◆ Bloc de texte:
◆ ◆ ◆ ◆ ◆ ◆ ◆
Tout commence par une scène filmée à l’aide d’un téléphone portable. Le grain est grossier, l’image mouvante, mais on voit nettement 4 jeunes noirs assis, adossés à un mur, tenus en respect par 2 policiers. Le ton monte, l’un des jeunes est empoigné par un flic qui le plaque au sol, lui écrasant la tête. L’écran s’obscurcit. Un coup de feu retentit. On entend des cris.
La scène à laquelle on vient d’assister n’a rien d’une fiction, elle représente bel et bien ce qu’un témoin a filmé le soir du dernier jour de l’année 2008, dans une station de métro (celle de Fruitvale à Oakland en Californie). Quand l’écran se ravive, on se retrouve 24 h plus tôt dans la vie d’Oscar Grant, celui au coeur de ce fait divers tragique.
Ryan Coogler a mis beaucoup de lui – même dans son film. D’abord parce ce que c’est son premier, mais aussi parce qu’il a été frappé de plein fouet par cette histoire (lui qui est originaire de cette région des Etats – Unis et avait le même âge qu’Oscar Grant quand les évènements ont eu lieu).
Toutefois, ne croyez pas que Fruitvale station soit simplement une attaque en règle contre la police et représente la victime tel un ange innocent. Ryan Coogler, malgré son jeune âge, est bien plus intelligent et nuancé que cela.
Il dresse un portrait qui se veut le plus juste possible, n’éludant aucune part d’ombre D’Oscar Grant mais n’omettant aucun autre aspect de sa vie non plus.
C’est d’ailleurs la grande volonté de ce long – métrage, montrer combien dans la vie les choses ne sont pas toujours parfaitement blanches ou noires, comment l’individu peut être dualité, comment par un évènement anodin, un destin bascule …
Si le message de Fruitvale station est aussi fort, c’est aussi parce que son réalisateur a su s’entourer de comédiens talentueux, à commencer par Michael B. Jordan, pivot central d’une histoire qu’il porte à bout de bras, tour à tour vibrant de colère brute, d’émotion pure et de douceur tranquille.
◆ ◆ ◆ ◆ ◆ ◆ ◆
◆ Série d'exercices:
a – Traduisez en anglais la phrase suivante de la critique du film : « Le ton monte, l’un des jeunes est empoigné par un flic qui le plaque au sol, lui écrasant la tête. »
b – Répondez aux questions suivantes à partir de la critique du film :
(i) Combien de policiers tiennent les jeunes en respect dans la scène d'ouverture ?
(ii) Dans quelle station de métro la scène a-t-elle été filmée ?
(iii) Quel comédien est cité en premier parmi les acteurs talentueux ?
c – Recopiez, dans la critique du film, le passage qui commence par les mots « Toutefois, ne croyez » et se termine par « vie non plus. ».

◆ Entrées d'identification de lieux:
◆ ◆ ◆ ◆ ◆ ◆ ◆
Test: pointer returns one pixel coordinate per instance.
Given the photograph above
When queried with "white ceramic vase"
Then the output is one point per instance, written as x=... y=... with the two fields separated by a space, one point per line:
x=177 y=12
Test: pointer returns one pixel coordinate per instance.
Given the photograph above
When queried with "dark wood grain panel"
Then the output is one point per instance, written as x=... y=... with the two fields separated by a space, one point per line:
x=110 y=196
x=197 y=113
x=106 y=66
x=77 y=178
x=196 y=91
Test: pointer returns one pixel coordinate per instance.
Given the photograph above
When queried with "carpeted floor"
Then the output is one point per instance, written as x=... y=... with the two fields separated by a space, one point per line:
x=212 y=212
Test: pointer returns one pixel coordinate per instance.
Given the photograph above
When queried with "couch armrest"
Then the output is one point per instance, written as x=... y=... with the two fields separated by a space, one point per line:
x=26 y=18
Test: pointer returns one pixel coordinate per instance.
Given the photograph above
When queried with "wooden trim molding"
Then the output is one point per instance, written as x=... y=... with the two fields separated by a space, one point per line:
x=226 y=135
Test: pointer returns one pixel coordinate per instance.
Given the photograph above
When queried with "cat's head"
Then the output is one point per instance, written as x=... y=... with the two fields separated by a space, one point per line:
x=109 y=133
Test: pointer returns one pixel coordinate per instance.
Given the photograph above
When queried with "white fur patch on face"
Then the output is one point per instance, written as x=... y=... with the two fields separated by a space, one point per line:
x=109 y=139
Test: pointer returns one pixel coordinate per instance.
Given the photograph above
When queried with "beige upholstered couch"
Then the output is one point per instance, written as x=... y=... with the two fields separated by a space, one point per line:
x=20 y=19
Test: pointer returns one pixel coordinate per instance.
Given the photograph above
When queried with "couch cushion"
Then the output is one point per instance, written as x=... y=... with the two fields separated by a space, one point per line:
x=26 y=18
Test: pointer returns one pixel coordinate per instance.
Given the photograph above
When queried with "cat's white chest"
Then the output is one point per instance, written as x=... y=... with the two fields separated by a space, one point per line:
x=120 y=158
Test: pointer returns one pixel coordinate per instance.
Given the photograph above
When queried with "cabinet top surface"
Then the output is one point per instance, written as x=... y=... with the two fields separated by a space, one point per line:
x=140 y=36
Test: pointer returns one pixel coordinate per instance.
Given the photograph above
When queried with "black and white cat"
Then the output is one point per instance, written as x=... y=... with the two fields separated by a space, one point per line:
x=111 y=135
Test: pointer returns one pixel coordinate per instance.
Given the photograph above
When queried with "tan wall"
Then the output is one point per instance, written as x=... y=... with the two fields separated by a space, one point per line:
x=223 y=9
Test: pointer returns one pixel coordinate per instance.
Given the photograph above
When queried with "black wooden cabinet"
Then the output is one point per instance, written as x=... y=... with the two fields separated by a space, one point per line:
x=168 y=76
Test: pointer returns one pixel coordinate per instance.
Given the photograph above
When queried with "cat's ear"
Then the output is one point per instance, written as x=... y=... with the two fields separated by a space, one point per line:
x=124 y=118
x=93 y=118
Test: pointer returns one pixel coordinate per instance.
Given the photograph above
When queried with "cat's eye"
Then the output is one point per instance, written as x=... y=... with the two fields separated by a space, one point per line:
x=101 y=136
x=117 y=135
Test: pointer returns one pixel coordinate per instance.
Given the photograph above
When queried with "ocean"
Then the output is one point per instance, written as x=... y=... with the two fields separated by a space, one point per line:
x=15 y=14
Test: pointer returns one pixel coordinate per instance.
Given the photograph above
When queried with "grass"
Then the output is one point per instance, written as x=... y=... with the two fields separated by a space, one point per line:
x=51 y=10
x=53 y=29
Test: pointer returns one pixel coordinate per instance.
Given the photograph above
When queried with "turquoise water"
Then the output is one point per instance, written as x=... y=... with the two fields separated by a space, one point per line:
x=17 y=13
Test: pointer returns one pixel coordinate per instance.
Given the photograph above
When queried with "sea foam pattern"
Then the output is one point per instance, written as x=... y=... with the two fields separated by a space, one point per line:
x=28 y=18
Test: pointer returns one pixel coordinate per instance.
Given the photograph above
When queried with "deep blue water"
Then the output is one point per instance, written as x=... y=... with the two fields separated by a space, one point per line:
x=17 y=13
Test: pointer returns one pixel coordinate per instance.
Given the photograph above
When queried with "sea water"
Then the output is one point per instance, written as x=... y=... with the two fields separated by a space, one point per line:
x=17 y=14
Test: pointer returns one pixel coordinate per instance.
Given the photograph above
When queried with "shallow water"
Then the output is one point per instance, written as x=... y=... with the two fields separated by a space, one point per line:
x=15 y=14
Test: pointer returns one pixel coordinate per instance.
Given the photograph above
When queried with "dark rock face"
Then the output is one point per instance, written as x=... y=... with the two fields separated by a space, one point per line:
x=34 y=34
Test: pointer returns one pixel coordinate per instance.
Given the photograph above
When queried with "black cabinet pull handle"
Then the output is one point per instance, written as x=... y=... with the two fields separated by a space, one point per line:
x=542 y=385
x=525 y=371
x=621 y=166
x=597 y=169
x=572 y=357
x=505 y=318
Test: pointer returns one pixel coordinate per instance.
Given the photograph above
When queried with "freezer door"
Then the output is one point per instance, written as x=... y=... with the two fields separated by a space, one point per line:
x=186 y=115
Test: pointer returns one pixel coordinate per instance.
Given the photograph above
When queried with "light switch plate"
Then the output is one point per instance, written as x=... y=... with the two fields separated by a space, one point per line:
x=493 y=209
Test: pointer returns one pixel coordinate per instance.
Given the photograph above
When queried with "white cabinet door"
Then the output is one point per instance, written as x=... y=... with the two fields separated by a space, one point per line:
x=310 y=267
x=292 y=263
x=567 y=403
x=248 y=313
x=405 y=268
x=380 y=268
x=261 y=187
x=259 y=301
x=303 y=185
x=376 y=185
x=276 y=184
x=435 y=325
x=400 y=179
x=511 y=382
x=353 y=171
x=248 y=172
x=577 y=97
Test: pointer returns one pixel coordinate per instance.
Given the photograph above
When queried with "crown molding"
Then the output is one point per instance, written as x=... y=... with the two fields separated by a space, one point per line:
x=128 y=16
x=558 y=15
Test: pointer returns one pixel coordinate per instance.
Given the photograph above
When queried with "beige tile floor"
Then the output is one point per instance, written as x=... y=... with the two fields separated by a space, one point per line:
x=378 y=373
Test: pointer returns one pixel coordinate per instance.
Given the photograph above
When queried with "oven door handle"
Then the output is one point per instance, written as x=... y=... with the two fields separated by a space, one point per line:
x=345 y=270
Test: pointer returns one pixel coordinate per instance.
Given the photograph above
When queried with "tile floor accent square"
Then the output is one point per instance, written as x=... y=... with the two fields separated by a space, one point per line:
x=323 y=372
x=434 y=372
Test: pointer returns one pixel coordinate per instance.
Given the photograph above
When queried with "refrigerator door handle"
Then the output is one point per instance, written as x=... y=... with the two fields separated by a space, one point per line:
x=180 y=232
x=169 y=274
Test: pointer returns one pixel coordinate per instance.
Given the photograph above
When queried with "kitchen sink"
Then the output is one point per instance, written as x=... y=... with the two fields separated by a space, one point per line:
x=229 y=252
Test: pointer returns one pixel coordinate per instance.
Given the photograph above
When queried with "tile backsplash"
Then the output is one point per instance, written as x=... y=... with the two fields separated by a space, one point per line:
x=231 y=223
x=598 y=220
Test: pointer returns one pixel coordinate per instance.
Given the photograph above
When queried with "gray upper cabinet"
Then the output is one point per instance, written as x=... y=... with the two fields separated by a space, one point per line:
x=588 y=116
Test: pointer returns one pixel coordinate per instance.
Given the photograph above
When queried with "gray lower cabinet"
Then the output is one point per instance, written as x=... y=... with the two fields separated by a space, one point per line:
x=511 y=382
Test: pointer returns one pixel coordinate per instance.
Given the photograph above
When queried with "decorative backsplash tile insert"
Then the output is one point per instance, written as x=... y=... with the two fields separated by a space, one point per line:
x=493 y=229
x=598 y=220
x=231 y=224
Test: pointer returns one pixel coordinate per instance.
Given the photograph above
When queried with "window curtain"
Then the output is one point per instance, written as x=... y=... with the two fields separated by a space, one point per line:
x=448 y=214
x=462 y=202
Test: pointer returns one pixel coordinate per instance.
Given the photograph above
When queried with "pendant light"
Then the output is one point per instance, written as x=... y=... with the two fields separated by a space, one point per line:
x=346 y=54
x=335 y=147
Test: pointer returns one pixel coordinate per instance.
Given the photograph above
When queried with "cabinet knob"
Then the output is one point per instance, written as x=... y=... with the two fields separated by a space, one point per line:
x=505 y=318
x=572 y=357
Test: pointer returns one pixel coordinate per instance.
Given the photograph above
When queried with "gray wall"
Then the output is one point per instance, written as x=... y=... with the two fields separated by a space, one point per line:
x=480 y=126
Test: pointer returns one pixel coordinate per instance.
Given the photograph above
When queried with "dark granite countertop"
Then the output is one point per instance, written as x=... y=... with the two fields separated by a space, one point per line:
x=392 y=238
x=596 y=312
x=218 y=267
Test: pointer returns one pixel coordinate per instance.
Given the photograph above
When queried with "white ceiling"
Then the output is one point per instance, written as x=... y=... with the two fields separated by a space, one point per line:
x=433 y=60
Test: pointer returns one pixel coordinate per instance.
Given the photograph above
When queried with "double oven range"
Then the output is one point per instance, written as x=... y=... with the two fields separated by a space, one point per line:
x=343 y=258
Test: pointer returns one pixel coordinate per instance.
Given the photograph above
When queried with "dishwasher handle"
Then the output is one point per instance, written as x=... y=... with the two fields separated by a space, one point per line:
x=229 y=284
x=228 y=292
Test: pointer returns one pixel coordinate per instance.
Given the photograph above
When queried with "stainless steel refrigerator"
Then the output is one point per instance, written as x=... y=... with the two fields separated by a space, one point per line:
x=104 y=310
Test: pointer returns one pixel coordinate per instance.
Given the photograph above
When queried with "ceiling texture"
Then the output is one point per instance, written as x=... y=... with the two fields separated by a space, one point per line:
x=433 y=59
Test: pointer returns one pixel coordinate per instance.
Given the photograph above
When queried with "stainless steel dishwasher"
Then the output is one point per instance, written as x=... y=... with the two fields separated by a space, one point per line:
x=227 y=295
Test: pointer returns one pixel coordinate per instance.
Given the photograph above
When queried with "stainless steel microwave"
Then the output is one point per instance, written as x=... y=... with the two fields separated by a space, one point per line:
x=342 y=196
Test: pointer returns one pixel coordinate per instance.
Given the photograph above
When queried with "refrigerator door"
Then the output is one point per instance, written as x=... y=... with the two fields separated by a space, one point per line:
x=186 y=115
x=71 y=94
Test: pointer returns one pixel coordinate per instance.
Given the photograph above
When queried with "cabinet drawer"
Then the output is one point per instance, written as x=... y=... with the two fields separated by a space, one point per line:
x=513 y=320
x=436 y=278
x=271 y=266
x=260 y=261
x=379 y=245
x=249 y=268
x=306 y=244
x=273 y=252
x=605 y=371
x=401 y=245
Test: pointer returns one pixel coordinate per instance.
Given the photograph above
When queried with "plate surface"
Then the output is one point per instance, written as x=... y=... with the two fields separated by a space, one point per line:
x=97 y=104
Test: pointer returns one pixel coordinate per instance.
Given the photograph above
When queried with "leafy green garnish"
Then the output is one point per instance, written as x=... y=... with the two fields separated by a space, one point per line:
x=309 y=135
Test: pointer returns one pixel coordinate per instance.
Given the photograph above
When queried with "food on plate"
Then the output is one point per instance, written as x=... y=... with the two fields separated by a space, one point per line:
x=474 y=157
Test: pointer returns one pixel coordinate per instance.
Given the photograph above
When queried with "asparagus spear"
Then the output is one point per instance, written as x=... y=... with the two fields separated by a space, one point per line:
◆ ◆ ◆ ◆ ◆ ◆ ◆
◆ Corrigé des exercices:
a – Tempers flare, and one of the young men is grabbed by a cop who pins him to the ground, crushing his head.

b –
(i) Deux policiers.
(ii) La station de Fruitvale, à Oakland en Californie.
(iii) Michael B. Jordan.

c –
Toutefois, ne croyez pas que Fruitvale station soit simplement une attaque en règle contre la police et représente la victime tel un ange innocent. Ryan Coogler, malgré son jeune âge, est bien plus intelligent et nuancé que cela.
Il dresse un portrait qui se veut le plus juste possible, n’éludant aucune part d’ombre D’Oscar Grant mais n’omettant aucun autre aspect de sa vie non plus.